____ Page excerpt
Distillation works better on wrong answers than right ones, new gradient analysis shows
Researchers introduce a training-free diagnostic framework that measures on-policy distillation signal quality at the per-token level, revealing that teacher guidance aligns better with ideal gradients on incorrect rollouts than correct ones.

A team led by Mohammadreza Armandpour has published a diagnostic framework that measures the quality of on-policy distillation signals without running expensive training loops. Posted to arXiv on May 12, 2026, the paper introduces a per-token, per-question analysis that compares any distillation gradient to an "ideal" gradient—the parameter update that would maximally increase a student model's probability of success on a given reasoning task. The framework uses a targeted-rollout algorithm to estimate this ideal gradient efficiently, even across long chains of intermediate reasoning steps.
The core finding challenges conventional wisdom: distillation guidance shows substantially higher alignment with the ideal gradient when the student model produces incorrect rollouts than when it already answers correctly. On correct rollouts, the teacher's signal becomes noisy and offers little value, since the student is already performing well. The researchers tested this across multiple self-distillation setups and external teacher models, finding no universal configuration that works across all tasks and model capacities. Instead, the optimal distillation context depends jointly on the student's size and the specific reasoning problem.
The gradient alignment score—defined as the cosine similarity between the ideal gradient and a given distillation gradient—serves as the quantitative measure. The paper argues that aggregate training metrics obscure token-level dynamics, and that practitioners should run per-task, per-token diagnostics before committing to a distillation strategy. The six-author team includes Fatih Ilhan, David Harrison, Ajay Jaiswal, Duc N. M Hoang, and Fartash Faghri.
________
Apply what you read =
• A. In the distillation article, how is the gradient alignment score defined?
• B. List every person the distillation article names as an author of the paper.
____ Dataset records
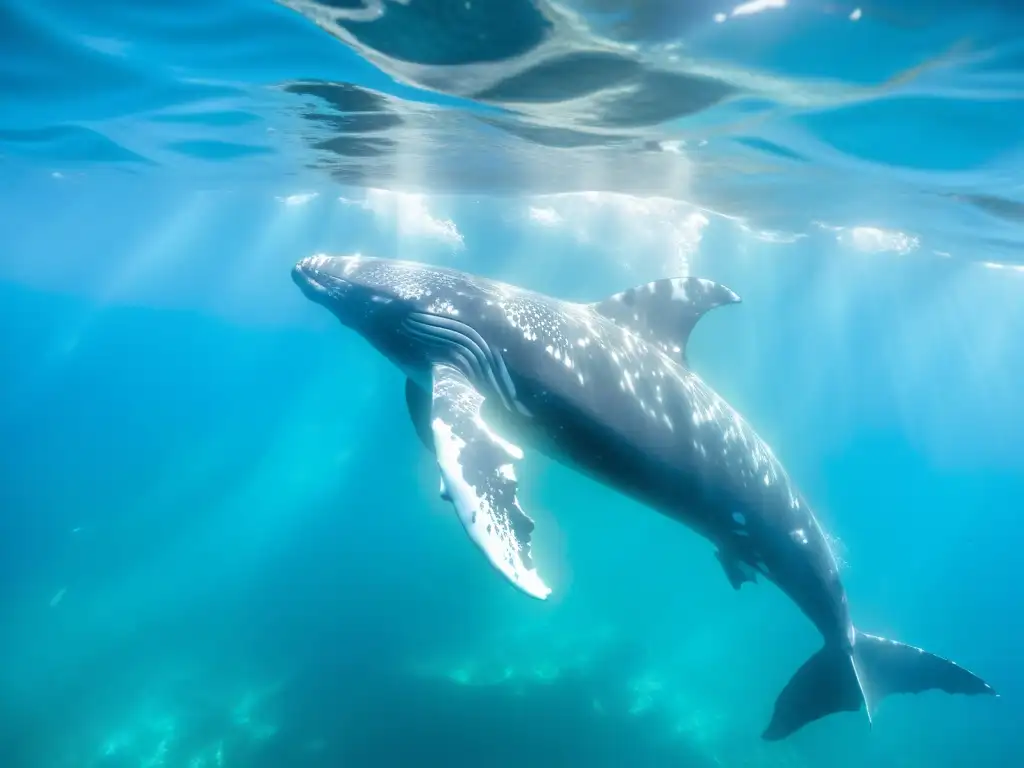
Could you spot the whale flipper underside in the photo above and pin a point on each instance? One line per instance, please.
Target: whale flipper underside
(836, 680)
(478, 477)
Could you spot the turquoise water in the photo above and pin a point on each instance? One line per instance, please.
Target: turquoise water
(220, 541)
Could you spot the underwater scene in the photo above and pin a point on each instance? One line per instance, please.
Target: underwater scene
(493, 383)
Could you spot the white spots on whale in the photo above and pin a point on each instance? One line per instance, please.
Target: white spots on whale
(679, 292)
(443, 306)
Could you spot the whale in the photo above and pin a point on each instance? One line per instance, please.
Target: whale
(606, 389)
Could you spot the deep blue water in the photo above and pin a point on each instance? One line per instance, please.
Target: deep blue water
(220, 541)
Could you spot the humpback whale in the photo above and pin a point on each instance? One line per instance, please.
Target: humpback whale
(606, 389)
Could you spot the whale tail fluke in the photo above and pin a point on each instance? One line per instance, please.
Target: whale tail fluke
(838, 680)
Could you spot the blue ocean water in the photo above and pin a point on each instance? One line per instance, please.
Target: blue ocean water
(220, 541)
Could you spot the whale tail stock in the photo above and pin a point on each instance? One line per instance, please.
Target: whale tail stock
(838, 679)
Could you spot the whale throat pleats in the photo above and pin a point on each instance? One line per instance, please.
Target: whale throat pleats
(664, 312)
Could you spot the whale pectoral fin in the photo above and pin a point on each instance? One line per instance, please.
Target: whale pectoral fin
(418, 400)
(664, 312)
(478, 477)
(734, 570)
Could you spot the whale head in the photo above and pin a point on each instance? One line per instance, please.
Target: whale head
(408, 310)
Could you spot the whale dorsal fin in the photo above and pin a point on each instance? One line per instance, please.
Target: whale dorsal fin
(664, 312)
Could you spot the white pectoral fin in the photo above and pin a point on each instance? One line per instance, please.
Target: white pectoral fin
(478, 477)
________
Set of answers =
• A. It is the cosine similarity between the ideal gradient and a given distillation gradient.

• B. Mohammadreza Armandpour, Fatih Ilhan, David Harrison, Ajay Jaiswal, Duc N. M Hoang, Fartash Faghri